▶ **EXERCISE GOAL**: For each line below with the word "fence", write out a copy.

▶ **SUPPLIED INFORMATION**:
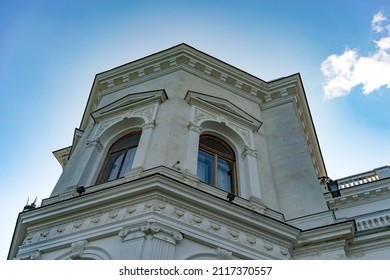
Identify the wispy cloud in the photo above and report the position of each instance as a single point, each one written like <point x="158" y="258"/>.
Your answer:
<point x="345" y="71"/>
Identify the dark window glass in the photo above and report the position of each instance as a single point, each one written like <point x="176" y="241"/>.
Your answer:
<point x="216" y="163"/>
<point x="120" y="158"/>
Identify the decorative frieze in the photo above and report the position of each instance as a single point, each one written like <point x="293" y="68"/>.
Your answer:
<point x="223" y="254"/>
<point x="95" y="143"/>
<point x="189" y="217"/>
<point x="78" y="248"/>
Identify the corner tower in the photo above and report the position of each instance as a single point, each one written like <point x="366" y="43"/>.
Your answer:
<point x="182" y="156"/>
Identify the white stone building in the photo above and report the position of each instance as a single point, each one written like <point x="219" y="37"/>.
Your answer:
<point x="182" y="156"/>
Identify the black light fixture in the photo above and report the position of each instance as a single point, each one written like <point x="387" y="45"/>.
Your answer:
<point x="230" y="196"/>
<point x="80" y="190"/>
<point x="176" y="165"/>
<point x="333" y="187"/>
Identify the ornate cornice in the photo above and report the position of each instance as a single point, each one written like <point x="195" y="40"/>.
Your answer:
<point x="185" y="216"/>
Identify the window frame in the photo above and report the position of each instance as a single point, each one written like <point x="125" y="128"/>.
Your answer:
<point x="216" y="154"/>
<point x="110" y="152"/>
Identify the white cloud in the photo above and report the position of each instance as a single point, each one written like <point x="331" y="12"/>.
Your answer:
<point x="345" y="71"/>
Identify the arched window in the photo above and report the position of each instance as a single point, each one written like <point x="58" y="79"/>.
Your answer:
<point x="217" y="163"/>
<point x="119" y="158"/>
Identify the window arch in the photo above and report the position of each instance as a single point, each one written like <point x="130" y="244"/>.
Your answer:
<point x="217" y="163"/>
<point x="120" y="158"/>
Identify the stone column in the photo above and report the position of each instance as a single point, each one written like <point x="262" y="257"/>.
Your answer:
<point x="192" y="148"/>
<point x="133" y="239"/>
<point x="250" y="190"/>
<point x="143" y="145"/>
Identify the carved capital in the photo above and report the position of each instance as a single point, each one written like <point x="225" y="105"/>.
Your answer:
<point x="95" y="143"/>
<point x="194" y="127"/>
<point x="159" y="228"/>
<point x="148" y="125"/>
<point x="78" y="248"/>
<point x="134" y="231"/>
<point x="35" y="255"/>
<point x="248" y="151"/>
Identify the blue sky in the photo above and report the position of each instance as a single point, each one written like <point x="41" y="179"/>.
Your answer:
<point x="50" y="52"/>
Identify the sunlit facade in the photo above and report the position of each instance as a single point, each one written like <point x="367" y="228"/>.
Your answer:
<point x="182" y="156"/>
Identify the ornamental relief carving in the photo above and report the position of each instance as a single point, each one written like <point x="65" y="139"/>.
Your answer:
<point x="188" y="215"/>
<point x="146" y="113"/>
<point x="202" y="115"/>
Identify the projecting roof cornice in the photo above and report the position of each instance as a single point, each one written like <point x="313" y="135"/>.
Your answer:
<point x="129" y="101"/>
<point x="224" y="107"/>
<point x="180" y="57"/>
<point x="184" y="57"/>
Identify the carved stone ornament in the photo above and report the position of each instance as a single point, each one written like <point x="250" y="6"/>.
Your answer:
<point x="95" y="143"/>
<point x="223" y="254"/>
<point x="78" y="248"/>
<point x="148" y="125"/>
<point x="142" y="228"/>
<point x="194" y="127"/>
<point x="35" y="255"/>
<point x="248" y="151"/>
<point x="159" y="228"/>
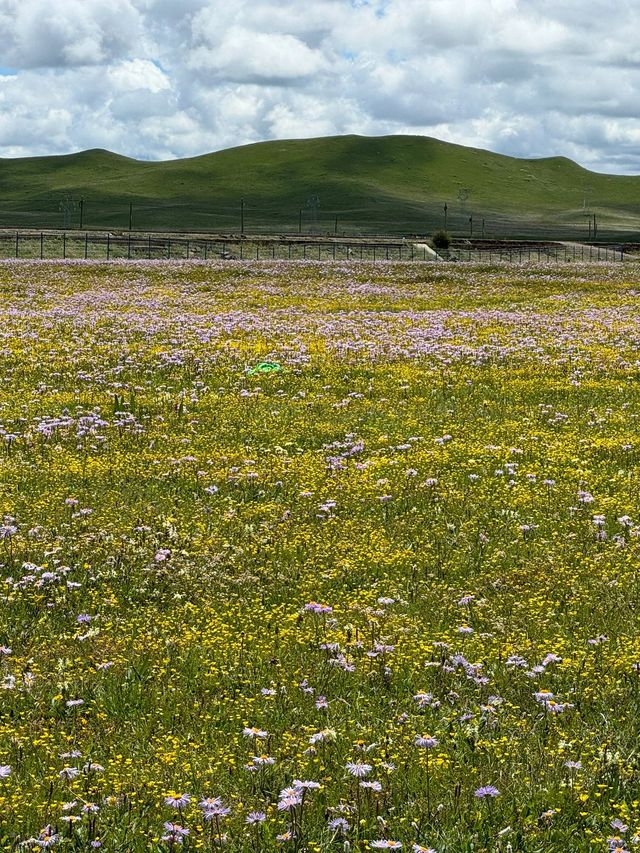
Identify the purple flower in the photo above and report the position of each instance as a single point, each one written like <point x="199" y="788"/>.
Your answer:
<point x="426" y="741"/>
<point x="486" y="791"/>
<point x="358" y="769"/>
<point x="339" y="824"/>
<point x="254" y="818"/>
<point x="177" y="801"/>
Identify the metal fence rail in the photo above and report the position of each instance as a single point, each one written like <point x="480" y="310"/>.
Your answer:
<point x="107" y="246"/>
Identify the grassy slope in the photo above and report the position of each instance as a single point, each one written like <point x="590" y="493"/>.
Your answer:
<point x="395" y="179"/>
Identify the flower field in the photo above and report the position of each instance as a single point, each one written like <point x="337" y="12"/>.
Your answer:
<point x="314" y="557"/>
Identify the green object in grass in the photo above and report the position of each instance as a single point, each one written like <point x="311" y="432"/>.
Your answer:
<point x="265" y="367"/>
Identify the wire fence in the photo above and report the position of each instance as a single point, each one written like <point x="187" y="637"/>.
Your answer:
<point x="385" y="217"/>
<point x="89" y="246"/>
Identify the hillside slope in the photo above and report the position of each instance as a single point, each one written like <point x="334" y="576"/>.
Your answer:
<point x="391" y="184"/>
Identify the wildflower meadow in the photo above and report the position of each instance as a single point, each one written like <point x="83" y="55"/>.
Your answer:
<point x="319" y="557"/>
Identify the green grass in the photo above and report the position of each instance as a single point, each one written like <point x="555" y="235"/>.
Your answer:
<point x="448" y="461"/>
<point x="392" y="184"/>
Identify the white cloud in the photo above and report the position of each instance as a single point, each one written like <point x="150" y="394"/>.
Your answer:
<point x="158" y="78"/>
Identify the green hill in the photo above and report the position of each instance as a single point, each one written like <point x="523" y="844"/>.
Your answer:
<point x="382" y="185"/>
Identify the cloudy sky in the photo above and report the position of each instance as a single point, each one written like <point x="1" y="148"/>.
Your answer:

▶ **ANSWER SECTION**:
Identify the metal fence rail in the photo above and report the position of each instance as a single point, each one written like <point x="480" y="310"/>.
Identify the wire fence in the photo above and report the position of each instance as a single point, each one written like <point x="187" y="637"/>.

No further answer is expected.